GIVEN TASK: Retype the material word for word.

[Records from a data source]
— start —
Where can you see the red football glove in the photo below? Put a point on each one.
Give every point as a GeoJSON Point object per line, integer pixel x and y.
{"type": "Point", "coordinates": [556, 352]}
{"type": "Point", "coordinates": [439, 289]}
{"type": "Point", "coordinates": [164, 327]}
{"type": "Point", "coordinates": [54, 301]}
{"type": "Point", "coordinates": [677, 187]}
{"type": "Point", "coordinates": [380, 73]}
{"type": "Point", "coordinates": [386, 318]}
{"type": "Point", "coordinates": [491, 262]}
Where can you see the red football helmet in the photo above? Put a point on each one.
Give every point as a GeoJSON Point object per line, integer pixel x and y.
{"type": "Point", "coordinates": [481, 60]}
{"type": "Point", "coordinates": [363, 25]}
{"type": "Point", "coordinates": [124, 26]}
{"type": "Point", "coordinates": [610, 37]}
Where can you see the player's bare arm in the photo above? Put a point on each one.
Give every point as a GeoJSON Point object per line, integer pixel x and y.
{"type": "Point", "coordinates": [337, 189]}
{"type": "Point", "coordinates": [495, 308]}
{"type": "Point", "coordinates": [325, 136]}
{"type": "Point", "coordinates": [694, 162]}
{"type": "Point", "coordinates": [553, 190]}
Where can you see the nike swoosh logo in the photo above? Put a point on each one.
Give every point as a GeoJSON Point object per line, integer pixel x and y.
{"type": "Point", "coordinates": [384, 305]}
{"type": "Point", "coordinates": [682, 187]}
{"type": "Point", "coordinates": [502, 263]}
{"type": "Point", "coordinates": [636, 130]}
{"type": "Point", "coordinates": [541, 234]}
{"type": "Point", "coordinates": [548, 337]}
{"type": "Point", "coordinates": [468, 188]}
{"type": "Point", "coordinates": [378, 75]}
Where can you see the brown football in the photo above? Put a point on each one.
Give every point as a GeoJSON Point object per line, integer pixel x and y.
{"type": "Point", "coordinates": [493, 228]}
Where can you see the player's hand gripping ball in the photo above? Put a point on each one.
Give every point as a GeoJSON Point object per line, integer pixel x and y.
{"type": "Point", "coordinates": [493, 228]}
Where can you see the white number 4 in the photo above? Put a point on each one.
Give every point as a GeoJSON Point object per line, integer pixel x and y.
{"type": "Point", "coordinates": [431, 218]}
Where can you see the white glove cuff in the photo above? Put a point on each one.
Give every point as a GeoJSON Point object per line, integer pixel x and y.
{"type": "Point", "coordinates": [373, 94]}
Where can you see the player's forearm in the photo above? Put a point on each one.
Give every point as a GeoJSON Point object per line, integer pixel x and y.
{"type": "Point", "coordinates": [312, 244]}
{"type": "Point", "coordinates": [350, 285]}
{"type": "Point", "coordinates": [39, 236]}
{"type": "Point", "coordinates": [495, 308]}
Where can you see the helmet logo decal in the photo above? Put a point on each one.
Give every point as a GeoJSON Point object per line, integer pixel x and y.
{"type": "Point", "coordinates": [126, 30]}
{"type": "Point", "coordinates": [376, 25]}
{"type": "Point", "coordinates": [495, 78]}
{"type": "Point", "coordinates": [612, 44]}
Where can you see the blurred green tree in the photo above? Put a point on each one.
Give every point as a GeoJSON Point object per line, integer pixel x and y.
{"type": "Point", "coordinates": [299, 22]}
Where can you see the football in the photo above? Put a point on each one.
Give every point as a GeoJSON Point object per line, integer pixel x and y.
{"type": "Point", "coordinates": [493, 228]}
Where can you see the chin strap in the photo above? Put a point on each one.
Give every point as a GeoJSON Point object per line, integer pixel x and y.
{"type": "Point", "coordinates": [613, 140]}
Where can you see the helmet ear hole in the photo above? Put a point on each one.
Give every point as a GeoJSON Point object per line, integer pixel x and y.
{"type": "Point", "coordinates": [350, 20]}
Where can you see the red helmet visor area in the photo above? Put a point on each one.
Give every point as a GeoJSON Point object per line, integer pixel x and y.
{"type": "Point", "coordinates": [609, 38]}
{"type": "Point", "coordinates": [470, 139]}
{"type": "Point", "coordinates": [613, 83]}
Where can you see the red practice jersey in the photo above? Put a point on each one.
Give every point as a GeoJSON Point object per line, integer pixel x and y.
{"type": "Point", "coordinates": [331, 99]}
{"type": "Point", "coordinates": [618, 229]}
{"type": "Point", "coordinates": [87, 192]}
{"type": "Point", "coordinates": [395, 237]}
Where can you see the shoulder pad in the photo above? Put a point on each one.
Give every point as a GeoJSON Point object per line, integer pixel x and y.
— end —
ANSWER TO THIS EXERCISE:
Where can you see the red football glove in the photo below? Put a point on each one.
Give every point as a GeoJSON Point object per line, integer pixel x and y.
{"type": "Point", "coordinates": [556, 352]}
{"type": "Point", "coordinates": [439, 289]}
{"type": "Point", "coordinates": [164, 327]}
{"type": "Point", "coordinates": [54, 301]}
{"type": "Point", "coordinates": [677, 187]}
{"type": "Point", "coordinates": [380, 73]}
{"type": "Point", "coordinates": [386, 318]}
{"type": "Point", "coordinates": [491, 262]}
Where can you see the red football helmet in the photo above? Put a point on each one.
Give every point as a GeoJSON Point object per line, integer pixel x and y.
{"type": "Point", "coordinates": [481, 60]}
{"type": "Point", "coordinates": [363, 25]}
{"type": "Point", "coordinates": [124, 26]}
{"type": "Point", "coordinates": [610, 37]}
Where can you see the player's bare arm in the photo above? Put a point on each one.
Give every point as a GeoJSON Point object per line, integer pixel x and y.
{"type": "Point", "coordinates": [337, 189]}
{"type": "Point", "coordinates": [495, 308]}
{"type": "Point", "coordinates": [325, 136]}
{"type": "Point", "coordinates": [694, 162]}
{"type": "Point", "coordinates": [553, 190]}
Where can you see the nike swoosh logo in the photo above? Put a point on each one.
Give every point as a GeoJSON Point object per line, integer pixel x and y.
{"type": "Point", "coordinates": [384, 305]}
{"type": "Point", "coordinates": [682, 187]}
{"type": "Point", "coordinates": [502, 263]}
{"type": "Point", "coordinates": [636, 130]}
{"type": "Point", "coordinates": [541, 234]}
{"type": "Point", "coordinates": [548, 337]}
{"type": "Point", "coordinates": [468, 188]}
{"type": "Point", "coordinates": [378, 75]}
Where can you see the brown football in the photo above? Put a point on each one.
Give every point as a GeoJSON Point object per line, integer pixel x and y.
{"type": "Point", "coordinates": [493, 228]}
Where can you see the player's hand gripping ball in the photo above? Put a point on each one.
Give every point as a GeoJSON Point object per line, integer pixel x and y.
{"type": "Point", "coordinates": [493, 228]}
Where can you see the white number 4 in the photo above? Put a point on each one.
Give every point as a GeoJSON Point object per line, integer pixel x and y.
{"type": "Point", "coordinates": [431, 218]}
Where can you see the white glove cuff in the photo above? Put a point on each one.
Give every point as a GeoJSON Point object per line, integer pixel x and y.
{"type": "Point", "coordinates": [373, 94]}
Where can you see the player's forearm in the photo above? Put a point on each one.
Give every point as a GeoJSON Point object per line, integer pixel x and y.
{"type": "Point", "coordinates": [312, 244]}
{"type": "Point", "coordinates": [350, 285]}
{"type": "Point", "coordinates": [39, 236]}
{"type": "Point", "coordinates": [495, 308]}
Where can you see the helmet logo decal in the photo above? Put a point on each one.
Give every point as a GeoJSON Point object per line, integer pixel x and y.
{"type": "Point", "coordinates": [126, 30]}
{"type": "Point", "coordinates": [376, 25]}
{"type": "Point", "coordinates": [495, 78]}
{"type": "Point", "coordinates": [612, 44]}
Where can you see the blurred green tree in the photo above? Put a point on each one.
Give every point as a GeoJSON Point object per line, integer pixel x and y.
{"type": "Point", "coordinates": [299, 22]}
Where can you see the football in the photo above? Put a point on each one.
Give every point as a GeoJSON Point object per line, integer pixel x and y.
{"type": "Point", "coordinates": [493, 228]}
Where can you see the chin strap in the photo above? Put a point on each one.
Give every point as a GeoJSON Point object per line, integer pixel x and y.
{"type": "Point", "coordinates": [613, 140]}
Where can you see the helmet ear hole in the photo above? Put a point on each one.
Give every point as a GeoJSON Point object per line, integer pixel x and y.
{"type": "Point", "coordinates": [350, 20]}
Where can you see the red helmet visor area in the photo above? Put a point on each one.
Give every point as a GeoJSON Point object per line, integer pixel x and y.
{"type": "Point", "coordinates": [609, 38]}
{"type": "Point", "coordinates": [470, 139]}
{"type": "Point", "coordinates": [613, 83]}
Where can you see the red practice jersey in the photo above? Put a point on each one.
Give every point as a GeoJSON Point object per line, integer pixel x and y.
{"type": "Point", "coordinates": [331, 99]}
{"type": "Point", "coordinates": [618, 229]}
{"type": "Point", "coordinates": [87, 192]}
{"type": "Point", "coordinates": [395, 237]}
Where can you see the shoulder pad in the photo above? Put a point on each one.
Give every point as a GeoJSON Point object per line, integer pixel x and y.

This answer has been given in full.